*Passage shown*
“This is my most favorite game in the whole world.” — Steven Wilson, 7
TDmonthly Magazine’s Homeschool Roundtable families enjoyed Buffalo Games’ interactive T-Shirt Game, in which they matched slogans to graphic designs to generate the best T-shirt.
The T-Shirt Game by BUFFALO GAMES INC. Age: 10 and Up Gender: Boys and Girls Category: Board Games MSRP: $17.95
What It Is: Each player selects a slogan card from his or her hand to pair with the graphics on the T-shirt card for that round. Players take turns being the judge and who selects the best slogan based on any reason — or none whatsoever! The player whose slogan card is chosen is awarded points from a “Hot or Not-” card that also features references to popular culture. The first player to reach 3,000 points wins.
What the Moms Thought: “The T-Shirt Game is fast, fun and easy,” raved Shanahan, noting that it is equally good as “party entertainment” and “family entertainment.” Ledford enjoyed the greater interaction that happens when playing games such as this (with judges and thus changes in ways to win points each round).
Shanahan and Wilson liked the compact box size. “That ‘earth-friendly processes and recycled materials’ are involved is a plus,” added Dawson. Ledford pointed out that the “colorful cards capture your attention.” Wilson appreciated that her whole family could play together, since the game accommodates up to six players. “It was a good game to show basic marketing skills and how you sometimes have to make the most out of the cards dealt to you,” said Zuidema.
What the Kids Thought: At the Shanahan house, “everyone was enthusiastic, but especially the older girls,” Shanahan reported, adding that the children felt “very witty with their responses.” “Elise (9) found the game funny and liked the humor involved,” said Wilson, whose older boys enjoyed the laughter, too. Alyssa (8) appreciated the T-shirt-shaped cards.
Most of the children in the roundtable enjoyed their turns as judge. Each of Dawson’s children liked selecting the slogan that made the least sense and concocting a “tall-tale-style back story to connect them.”
The Ledford children are eager to play this during sleepovers since “the fun increases with the number of players.” They also liked that Mom and Dad were so willing to play since they had fun, too.
What the Kids Learned from this Toy: “It was fun to see how well the slogans matched or didn’t match the pictures,” commented Zuidema. Wilson said, “By keeping track of points, the children were also using math skills unbeknownst to them!”

*Extracted records*
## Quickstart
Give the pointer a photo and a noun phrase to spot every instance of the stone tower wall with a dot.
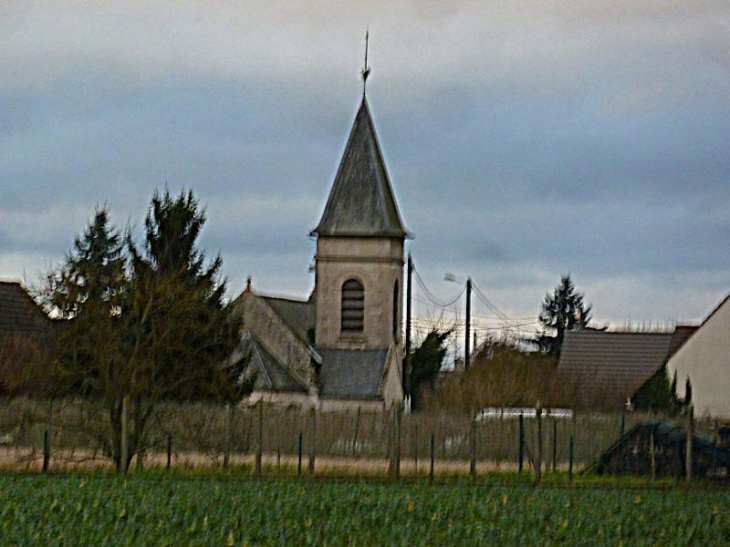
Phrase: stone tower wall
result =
(377, 263)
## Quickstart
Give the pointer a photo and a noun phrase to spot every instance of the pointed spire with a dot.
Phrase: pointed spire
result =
(365, 72)
(361, 202)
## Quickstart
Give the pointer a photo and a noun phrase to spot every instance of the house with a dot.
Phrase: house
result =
(23, 325)
(342, 346)
(705, 360)
(607, 368)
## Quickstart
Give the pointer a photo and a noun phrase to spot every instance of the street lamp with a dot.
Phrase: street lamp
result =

*Exercise set*
1. List every child named in the T-Shirt Game review, with the age given for each.
2. Resume the T-Shirt Game review after its final sentence.
The items have nothing to do with the review of the T-Shirt Game.

*The responses*
1.
Steven Wilson, 7
Elise, 9
Alyssa, 8

2.
“Mama, what does this mean?” asked Dawson’s children. They learned bits of pop trivia from decades past as she explained some of the references made in the “Hot or Not” cards. “They just weren’t familiar with many of the celebrities or events referenced,” Dawson said.
“I love language games and reading in every format for kids,” said Shanahan, who observed “the diplomatic skills” used by a judge in revealing the winner of a round “without crushing the losers,” as well as the strategy involved in disposing of “useless cards on rounds they are unlikely to win anyway.” She said the game “encourages quick thinking.” The game made Ledford’s children consider how T-shirts are really designed. “Apparently Joe (8) has a future in the T-shirt design industry,” sighed Victoria (12) after her brother won.
How to Improve It: Shanahan would like to see the T-shirt-shaped cards fit in the box better. Timothy (15), along with several moms, suggested raising the winning point total by 1,000 points. Zuidema said a game board to assist with score-keeping “would have given you a better idea of who to take a card from when a BOO YAH card was drawn.”
“After spending years trying to stop bathroom humor, we have no desire to start it up again,” Shanahan said as to why she removed several slogan cards from the deck. Ledford concurred, “Some of the slogan and T-shirt cards created sarcastic combinations, which were funny to adults but not so appropriate for younger children.”
Dawson, whose family plans to expand the game by designing their own T-shirt cards and slogans, suggested including “create-your-own-slogan” cards that would have more durability than homemade ones. Elise (9) and Steven (7) found some of the graphics “too scary,” and Dawson’s children labeled some “gross.”
Dawson would like to see the game fit the target age by removing the pop culture references from the 1980s and 1990s. “As it is, this game is squarely targeted at my generation,” she said, referencing mentions of E.T., MC Hammer, Milli Vanilli, Michael Jordan’s retirement, David Hasselhoff’s popularity in Germany, Michael Jackson’s balcony antics, Paul McCartney’s walrus, Hulk Hogan, Mr. T’s pity and Richard Simmons’ sweat.
Would You Want Another Toy Like This? Steven (7) said, “This is my most favorite game in the whole world.” Wilson summed up, “The game is always changing, so they will not tire of this game soon.”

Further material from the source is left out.